From April 2017 - January 2020 (approximately two and 3/4 years), over 80 mice died due to lack of food or water. Imagine waiting for days for sustenance that never comes. Your mouth becomes irrevocably parched. The hunger is so severe as to be painful. Then the gradual weakening until collapse and death. Upon further examination, we have recently discovered that the string of dehydration/starvation deaths actually goes back much further -- all the way back to March 2015. The pile of bodies is higher that we had realized.

The ultimate cruelty may be to refuse euthanasia to a fatally suffering animal. To avoid this extreme abuse laboratories have instituted something called a 'humane endpoint.' This means that the point at which animals must be euthanized to prevent severe and needless suffering is defined before the experiment is actually begun.

Failing to adhere to humane endpoints may be the ultimate cruelty. Keeping a clearly suffering animal alive unnecessarily is incomprehensible. However, the staff at the Mayo Clinic went this one better. After being ordered by facility veterinary staff to euthanize a mouse, lab staff failed to do so, not for a single day -- but for THREE WEEKS!

The abysmal suffering endured by this mouse can only be likened to a living hell -- and it was all unnecessary, even prohibited. But apparently this made no difference.

The labs always make the same kind of statements assuring us that everything is really ok, and that they have the animals’ best interests at heart. A spokesperson for the Mayo Clinic tells us that they "ensure animals are safe and managed humanely in all respects.” A Notre Dame University spokesperson stated: “Notre Dame is committed to protecting the welfare of animals used in research."

If these statements were true in any meaningful way, then there would never have been any reports of animal deaths/injuries/abuse filed, and we would not be discussing these facilities. The suffering that the animals endure is exceeded only by the hypocrisy of those institutions that are responsible for inflicting the suffering.

As difficult as it has become to be a witness to the never-ending cacophony of animal suffering and abuse that pours out of our nation's laboratories, it would be even worse to do nothing. As palpably painful as the mental images are for all of us working to end animal experimentation, it is absolutely nothing compared to the animals' agony. And now that we know that this takes place, we simply cannot turn away. The knowledge of the inherent abuse which is the basis of all animal experimentation would haunt us wherever we would go, no matter what we would do. The cries of the innocent will always reverberate in our ears, no matter what we do.

——

### Parts of the exercise
• 1. In the text on laboratory animal suffering, how long did lab staff go without euthanizing a mouse after facility veterinary staff ordered them to?
• 2. Carry the text on laboratory animal suffering forward, starting right after its final sentence.

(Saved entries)
——

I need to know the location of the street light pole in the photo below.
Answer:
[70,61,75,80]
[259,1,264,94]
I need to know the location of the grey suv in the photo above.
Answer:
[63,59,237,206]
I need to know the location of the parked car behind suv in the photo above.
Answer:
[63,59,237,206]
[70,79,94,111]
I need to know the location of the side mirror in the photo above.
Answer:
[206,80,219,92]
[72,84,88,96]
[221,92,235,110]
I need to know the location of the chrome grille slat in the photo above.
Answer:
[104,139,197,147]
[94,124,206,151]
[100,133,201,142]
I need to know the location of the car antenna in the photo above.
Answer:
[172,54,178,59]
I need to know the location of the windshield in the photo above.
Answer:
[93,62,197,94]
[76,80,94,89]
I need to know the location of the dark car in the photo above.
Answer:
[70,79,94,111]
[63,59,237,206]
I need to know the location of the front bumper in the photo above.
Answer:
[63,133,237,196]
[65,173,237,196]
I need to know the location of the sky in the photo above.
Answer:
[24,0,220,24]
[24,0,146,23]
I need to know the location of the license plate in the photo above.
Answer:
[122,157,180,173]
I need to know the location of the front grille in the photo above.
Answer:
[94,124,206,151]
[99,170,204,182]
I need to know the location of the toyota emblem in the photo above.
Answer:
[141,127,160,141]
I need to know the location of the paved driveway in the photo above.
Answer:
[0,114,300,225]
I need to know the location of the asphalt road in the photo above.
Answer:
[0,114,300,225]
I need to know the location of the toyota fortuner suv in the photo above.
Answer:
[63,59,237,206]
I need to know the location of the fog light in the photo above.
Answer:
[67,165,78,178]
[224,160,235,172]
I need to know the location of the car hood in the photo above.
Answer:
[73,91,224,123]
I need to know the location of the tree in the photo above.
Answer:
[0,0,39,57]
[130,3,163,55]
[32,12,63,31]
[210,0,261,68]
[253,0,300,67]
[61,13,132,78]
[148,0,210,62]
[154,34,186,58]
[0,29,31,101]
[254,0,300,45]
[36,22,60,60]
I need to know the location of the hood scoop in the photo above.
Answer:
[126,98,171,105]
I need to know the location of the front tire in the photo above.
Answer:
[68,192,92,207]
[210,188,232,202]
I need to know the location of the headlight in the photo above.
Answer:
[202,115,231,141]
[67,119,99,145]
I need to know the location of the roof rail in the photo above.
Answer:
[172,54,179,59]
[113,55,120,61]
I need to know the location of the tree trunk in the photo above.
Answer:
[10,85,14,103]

——

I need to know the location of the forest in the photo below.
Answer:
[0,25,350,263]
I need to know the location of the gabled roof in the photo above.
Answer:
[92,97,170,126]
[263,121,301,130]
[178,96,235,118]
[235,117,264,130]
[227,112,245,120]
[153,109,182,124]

——

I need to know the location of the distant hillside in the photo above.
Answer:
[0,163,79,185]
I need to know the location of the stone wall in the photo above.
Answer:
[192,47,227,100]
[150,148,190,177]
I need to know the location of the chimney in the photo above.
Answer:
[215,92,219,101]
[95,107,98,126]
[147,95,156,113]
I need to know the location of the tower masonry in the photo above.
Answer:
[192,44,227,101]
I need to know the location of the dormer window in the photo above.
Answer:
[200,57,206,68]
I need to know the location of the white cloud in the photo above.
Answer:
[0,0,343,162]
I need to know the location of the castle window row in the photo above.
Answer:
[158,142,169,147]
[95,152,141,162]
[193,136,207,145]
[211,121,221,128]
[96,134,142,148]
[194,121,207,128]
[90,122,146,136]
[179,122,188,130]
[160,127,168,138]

——

### Task responses
• 1. Three weeks.

• 2.
The only recompense that comes to us arises from exposing the abusers. Their fondest desire is simply to be anonymous, to remain hidden, to fly way under the radar. Our goal is to rip them out of the shadows, forcing them into the light so that the general public can see them for what they really are, and share our dismay at the truth. If we do nothing to end it, all of us are responsible for allowing animal experimentation to continue. Unless we are working to empty the cages, we might as well be locking the animals in with our own hands.

As I write this essay, an Associated Press story which reveals the animal abuse of Notre Dame University is spreading across the internet, appearing on over 1000 news media web pages, and creeping higher. I am saddened by the fact that people are experiencing for themselves the shocking details of this abuse, with irremediable pictures forced into their minds. However, I also feel a wave of glee sweeping over me. Notre Dame University knows that they can't hide. The individuals directly responsible for these heinous acts know that they can't hide. They know that millions of people across the U.S. are reading about their misdeeds. And the truth has also been broadcast across their home town. Their friends and neighbors may know. Do people look at them differently? Will the Notre Dame administration be angered by the embarrassment and fire them? Will their lab be closed permanently? What about their career?

Know this, we are nowhere near done with Notre Dame.